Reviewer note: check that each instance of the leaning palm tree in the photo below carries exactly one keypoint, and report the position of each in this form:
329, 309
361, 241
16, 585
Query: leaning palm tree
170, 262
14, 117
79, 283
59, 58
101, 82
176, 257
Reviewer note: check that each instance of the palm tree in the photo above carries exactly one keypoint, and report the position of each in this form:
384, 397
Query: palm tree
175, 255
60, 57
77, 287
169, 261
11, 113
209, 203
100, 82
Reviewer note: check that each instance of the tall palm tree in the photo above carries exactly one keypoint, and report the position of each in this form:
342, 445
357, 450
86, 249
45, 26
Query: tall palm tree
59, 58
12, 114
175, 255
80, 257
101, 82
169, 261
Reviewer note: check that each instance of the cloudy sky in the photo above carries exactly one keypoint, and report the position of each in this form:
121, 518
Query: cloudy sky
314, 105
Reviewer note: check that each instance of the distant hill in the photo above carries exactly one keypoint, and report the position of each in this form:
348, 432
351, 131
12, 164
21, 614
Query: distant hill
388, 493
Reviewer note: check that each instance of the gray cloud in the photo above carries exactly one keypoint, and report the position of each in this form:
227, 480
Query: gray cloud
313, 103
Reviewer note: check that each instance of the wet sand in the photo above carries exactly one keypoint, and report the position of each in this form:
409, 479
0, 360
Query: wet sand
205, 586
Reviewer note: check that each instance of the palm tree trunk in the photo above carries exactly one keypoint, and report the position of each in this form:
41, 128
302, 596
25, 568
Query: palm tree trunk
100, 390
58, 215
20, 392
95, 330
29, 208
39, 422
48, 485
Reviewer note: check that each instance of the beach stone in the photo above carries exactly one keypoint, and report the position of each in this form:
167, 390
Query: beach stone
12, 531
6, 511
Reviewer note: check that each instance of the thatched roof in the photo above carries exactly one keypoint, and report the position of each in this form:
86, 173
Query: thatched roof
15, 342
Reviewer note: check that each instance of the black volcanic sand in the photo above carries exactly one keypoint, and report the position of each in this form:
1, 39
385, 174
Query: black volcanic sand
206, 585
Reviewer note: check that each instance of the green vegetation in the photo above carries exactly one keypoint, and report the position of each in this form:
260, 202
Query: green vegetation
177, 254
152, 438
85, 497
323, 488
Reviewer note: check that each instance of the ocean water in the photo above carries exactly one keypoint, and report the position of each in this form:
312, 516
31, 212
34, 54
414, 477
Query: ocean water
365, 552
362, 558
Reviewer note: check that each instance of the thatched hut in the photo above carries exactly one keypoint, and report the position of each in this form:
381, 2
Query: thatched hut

- [Problem requirements]
Nothing in the listing may be left out; repeat it all exactly.

- [Result of the exercise]
Reviewer note: check that each instance of the leaning palm tree in the photo below carries exactly one keypoint, and report the position of each in this form:
329, 309
361, 241
16, 585
Query: leaning palm tree
170, 262
14, 117
79, 283
59, 58
101, 82
176, 257
Reviewer note: check that each instance of the palm tree in the photo above carries exactly one keypoint, and report the position of each in this form:
384, 397
Query: palm tree
175, 255
60, 57
77, 287
169, 261
11, 113
209, 203
100, 82
Reviewer note: check that each instance of the tall palm tree in the photo above carries exactly one keypoint, and report the position of each in this form:
342, 445
357, 450
86, 249
45, 26
Query: tall palm tree
59, 58
12, 114
175, 255
80, 257
101, 82
169, 261
Reviewer note: check that each instance of the cloudy sky in the photo above carries exactly one keypoint, and report the position of each in this form:
121, 518
Query: cloudy sky
314, 105
Reviewer note: check that each instance of the distant hill in the photo above carries exactly one keypoint, and report the position of each in this form:
348, 432
351, 131
12, 164
21, 614
Query: distant hill
388, 493
Reviewer note: check that each instance of the gray cloud in the photo above carries exactly one keypoint, and report the position of each in this form:
227, 480
Query: gray cloud
313, 103
Reviewer note: check that each instance of the wet sand in the photo above carries exactly one keypoint, and report the position of each in this form:
409, 479
0, 360
Query: wet sand
205, 586
Reviewer note: check that each instance of the palm tree trunk in the photo above carries exactly one keypoint, and report the position of each in this form:
41, 128
302, 596
25, 568
Query: palm tree trunk
100, 390
58, 215
20, 392
95, 330
29, 208
39, 422
48, 485
Reviewer note: check that each instance of the beach stone in the photo above carries exactly one keypoint, and report the position of each in this form:
167, 390
Query: beach stone
12, 531
6, 511
Reviewer note: check that each instance of the thatched roof in the photo above carries exactly one keypoint, and report the position of each in this form:
86, 173
Query: thatched roof
15, 342
Reviewer note: check that each instance of the black volcanic sand in the photo above carries exactly one keypoint, and report the position of each in this form:
1, 39
385, 174
Query: black volcanic sand
206, 585
Reviewer note: check that each instance of the green vegetation in the photo above carries exactly one keypoint, and report the position of each in this form:
260, 202
Query: green vegetation
177, 254
152, 438
85, 497
323, 488
Reviewer note: check that each instance of the ocean water in the photo above carries exactly one keypoint, and report the position of each in this form:
312, 516
31, 212
34, 54
414, 477
Query: ocean water
365, 552
362, 558
Reviewer note: check that each instance of the thatched hut in the photo above carries exactly one keypoint, and report the position of each in this form:
381, 2
Query: thatched hut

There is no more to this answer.